■ To do ■
Arrange the lines of the entries below, from the line with "Do you see the boat anywhere" up to and including the line with "[0,84,247,370]", as a Markdown table with the columns Number and Line. Give one row per line, numbered in order, and leave out any blank lines.

■ Provided entries ■
========

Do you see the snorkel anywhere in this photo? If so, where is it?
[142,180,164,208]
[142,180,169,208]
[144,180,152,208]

========

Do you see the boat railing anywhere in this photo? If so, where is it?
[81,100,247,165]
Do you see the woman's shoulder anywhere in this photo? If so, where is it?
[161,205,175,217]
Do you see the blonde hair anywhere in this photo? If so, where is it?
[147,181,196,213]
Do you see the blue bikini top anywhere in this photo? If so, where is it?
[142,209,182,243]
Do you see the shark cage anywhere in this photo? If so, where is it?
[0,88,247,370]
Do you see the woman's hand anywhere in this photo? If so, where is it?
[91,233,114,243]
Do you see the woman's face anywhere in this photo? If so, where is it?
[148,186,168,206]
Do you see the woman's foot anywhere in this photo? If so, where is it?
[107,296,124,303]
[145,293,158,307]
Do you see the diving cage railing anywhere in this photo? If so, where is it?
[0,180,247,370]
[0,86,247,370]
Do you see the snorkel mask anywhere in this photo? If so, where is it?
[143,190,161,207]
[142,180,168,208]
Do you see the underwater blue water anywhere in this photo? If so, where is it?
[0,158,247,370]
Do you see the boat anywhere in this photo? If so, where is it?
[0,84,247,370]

========

■ Exercise result ■
| Number | Line |
|---|---|
| 1 | Do you see the boat anywhere in this photo? If so, where is it? |
| 2 | [0,84,247,370] |